=== Section Start ===

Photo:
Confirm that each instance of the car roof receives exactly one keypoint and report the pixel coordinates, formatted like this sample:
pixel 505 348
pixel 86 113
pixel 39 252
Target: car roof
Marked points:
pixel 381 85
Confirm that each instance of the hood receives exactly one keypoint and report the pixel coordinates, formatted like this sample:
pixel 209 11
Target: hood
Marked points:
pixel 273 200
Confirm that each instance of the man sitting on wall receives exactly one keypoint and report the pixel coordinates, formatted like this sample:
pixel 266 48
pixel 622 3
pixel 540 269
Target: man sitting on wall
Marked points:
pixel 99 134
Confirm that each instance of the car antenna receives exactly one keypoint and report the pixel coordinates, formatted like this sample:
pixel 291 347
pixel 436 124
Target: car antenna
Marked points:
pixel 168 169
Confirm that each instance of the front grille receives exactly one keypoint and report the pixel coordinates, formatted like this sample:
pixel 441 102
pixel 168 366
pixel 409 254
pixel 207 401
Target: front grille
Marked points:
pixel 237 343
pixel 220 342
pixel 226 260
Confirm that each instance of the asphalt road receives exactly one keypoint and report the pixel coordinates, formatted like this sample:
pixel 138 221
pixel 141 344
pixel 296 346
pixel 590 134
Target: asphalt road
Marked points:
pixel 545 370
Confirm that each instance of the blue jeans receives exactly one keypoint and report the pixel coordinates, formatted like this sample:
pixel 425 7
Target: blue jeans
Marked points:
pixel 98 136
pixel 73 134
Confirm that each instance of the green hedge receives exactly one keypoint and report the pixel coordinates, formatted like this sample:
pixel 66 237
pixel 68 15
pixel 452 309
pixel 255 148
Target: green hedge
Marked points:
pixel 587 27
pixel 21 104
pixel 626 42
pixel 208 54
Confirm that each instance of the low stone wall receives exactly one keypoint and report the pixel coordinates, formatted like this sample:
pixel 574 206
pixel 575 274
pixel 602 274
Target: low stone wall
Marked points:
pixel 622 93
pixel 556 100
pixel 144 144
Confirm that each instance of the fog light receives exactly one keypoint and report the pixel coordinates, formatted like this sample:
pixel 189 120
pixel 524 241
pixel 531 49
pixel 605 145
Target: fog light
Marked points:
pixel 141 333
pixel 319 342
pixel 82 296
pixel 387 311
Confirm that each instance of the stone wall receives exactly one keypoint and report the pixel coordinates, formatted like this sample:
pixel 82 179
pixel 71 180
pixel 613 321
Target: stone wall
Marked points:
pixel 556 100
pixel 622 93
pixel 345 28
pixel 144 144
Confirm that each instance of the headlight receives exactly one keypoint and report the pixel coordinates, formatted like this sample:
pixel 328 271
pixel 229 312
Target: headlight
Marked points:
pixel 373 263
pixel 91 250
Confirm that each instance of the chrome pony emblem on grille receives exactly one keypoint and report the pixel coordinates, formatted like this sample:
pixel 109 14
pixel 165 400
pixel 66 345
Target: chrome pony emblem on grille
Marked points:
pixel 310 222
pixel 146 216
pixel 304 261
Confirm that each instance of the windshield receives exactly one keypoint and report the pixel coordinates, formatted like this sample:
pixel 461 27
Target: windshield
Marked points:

=== Section End ===

- Directions for this task:
Your task is to transcribe, with no changes, only the lines of the listing above that lie between the line holding "pixel 602 274" and the line holding "pixel 71 180", inclusive.

- Your response:
pixel 602 274
Target: low stone wall
Marked points:
pixel 622 93
pixel 556 100
pixel 144 144
Confirm that each instance of the fog light receives exactly one keypoint and report the pixel coordinates, formatted like this sample:
pixel 189 120
pixel 524 241
pixel 531 49
pixel 605 145
Target: fog light
Marked points:
pixel 141 333
pixel 319 342
pixel 82 296
pixel 387 311
Confirm that each instance of the stone wall receives exactly one keypoint and report the pixel coordinates, formatted like this sample:
pixel 82 179
pixel 71 180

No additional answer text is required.